Excerpted records =

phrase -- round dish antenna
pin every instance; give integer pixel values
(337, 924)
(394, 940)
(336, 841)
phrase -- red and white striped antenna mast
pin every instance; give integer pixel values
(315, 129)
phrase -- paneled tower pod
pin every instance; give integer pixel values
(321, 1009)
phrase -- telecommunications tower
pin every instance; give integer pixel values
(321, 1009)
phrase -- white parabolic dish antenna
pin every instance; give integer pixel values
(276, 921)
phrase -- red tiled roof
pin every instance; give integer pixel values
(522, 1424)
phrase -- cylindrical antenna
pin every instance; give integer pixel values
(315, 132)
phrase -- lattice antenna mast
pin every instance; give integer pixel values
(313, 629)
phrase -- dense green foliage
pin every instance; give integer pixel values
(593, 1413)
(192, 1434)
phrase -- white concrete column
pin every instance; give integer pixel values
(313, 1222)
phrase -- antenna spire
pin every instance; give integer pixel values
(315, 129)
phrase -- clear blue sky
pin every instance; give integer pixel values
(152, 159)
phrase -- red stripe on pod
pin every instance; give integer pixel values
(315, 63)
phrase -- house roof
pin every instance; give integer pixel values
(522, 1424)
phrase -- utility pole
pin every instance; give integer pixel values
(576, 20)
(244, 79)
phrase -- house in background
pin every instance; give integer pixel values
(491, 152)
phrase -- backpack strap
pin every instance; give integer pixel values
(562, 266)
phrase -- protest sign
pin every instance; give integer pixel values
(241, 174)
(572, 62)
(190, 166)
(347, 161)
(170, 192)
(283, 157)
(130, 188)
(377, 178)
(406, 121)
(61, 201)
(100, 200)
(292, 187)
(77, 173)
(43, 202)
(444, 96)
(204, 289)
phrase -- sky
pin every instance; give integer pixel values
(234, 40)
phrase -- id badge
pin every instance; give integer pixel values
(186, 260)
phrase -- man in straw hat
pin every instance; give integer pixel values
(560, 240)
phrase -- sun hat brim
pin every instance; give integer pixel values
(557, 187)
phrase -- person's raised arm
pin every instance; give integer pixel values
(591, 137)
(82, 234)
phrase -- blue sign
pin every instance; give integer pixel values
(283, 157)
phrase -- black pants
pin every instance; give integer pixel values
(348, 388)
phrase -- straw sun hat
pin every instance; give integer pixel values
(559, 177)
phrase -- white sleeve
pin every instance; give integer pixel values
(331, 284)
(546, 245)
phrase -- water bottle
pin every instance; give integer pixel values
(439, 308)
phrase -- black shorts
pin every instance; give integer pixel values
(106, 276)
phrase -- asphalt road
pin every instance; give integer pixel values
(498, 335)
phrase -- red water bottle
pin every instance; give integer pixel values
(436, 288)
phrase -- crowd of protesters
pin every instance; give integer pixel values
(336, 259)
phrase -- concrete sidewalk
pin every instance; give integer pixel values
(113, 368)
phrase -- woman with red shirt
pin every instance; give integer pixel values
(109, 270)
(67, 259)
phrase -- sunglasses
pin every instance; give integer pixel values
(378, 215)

Goal = Extract the listing in its entirety and repeat it exactly.

Final answer =
phrase -- round dish antenna
pin every instance; give integer pixel values
(337, 924)
(394, 940)
(336, 841)
phrase -- red and white striped antenna mast
pin every instance; give integer pixel values
(315, 129)
phrase -- paneled tower pod
pin every instance; give integer pixel values
(321, 1009)
phrase -- telecommunications tower
pin every instance; give integer pixel values
(321, 1009)
phrase -- white parabolic dish antenna
pin every instance; give integer pixel values
(276, 921)
phrase -- red tiled roof
pin every instance; give integer pixel values
(522, 1424)
phrase -- cylindrical antenna
pin every instance; give integer pixel values
(315, 132)
phrase -- lattice antenna mast
pin every instance; give integer pixel values
(313, 629)
phrase -- dense green foliage
pin every instance; give integer pixel values
(593, 1413)
(192, 1434)
phrase -- white concrete column
pin every instance; give integer pixel values
(313, 1222)
phrase -- antenna spire
pin every instance; give integer pixel values
(315, 129)
phrase -- clear blue sky
pin every instance; give integer pixel values
(152, 159)
phrase -- red stripe on pod
pin every instance; give integer pixel values
(315, 63)
phrase -- house roof
pin every instance; give integer pixel values
(522, 1424)
phrase -- utility pole
pin every instance; give integer pixel values
(576, 20)
(244, 79)
phrase -- house in background
pin every instance; give integer pixel values
(491, 152)
phrase -- backpack strap
pin every instance; give integer pixel values
(562, 266)
phrase -- protest sign
pin every instance; give integer pixel values
(241, 174)
(572, 62)
(190, 166)
(347, 161)
(170, 192)
(283, 157)
(130, 188)
(377, 178)
(406, 121)
(61, 201)
(100, 200)
(292, 187)
(77, 173)
(43, 202)
(444, 96)
(204, 289)
phrase -- sky
pin every instance; give integer pixel values
(234, 40)
phrase -- id badge
pin every instance; give integer pixel values
(186, 260)
phrase -- man in straw hat
pin every instance; give integer pixel values
(560, 240)
phrase -- sun hat brim
pin every instance; give integer pixel values
(557, 187)
phrase -- person's raised arm
pin every instance; give integer pixel values
(591, 137)
(82, 234)
phrase -- blue sign
pin every instance; give integer pixel values
(283, 157)
phrase -- black pants
pin every instance; give integer pixel values
(348, 388)
phrase -- straw sun hat
pin every instance; give integer pixel values
(559, 177)
phrase -- white sleeve
pin every instance; give integer pixel values
(331, 284)
(546, 245)
phrase -- water bottle
pin every instance; give integer pixel values
(439, 308)
phrase -- black shorts
pin every instance; give integer pixel values
(106, 276)
phrase -- asphalt road
pin every instance; give integer pixel values
(498, 335)
phrase -- red water bottle
pin every instance; give integer pixel values
(436, 288)
phrase -- crowd of protesters
pin every instance; give integer pixel values
(336, 259)
phrase -- concrete sidewalk
pin every instance; give integer pixel values
(113, 368)
phrase -- woman with red shirt
pin every instance; give integer pixel values
(109, 270)
(67, 259)
phrase -- sunglasses
pin every instance; give integer pixel values
(378, 215)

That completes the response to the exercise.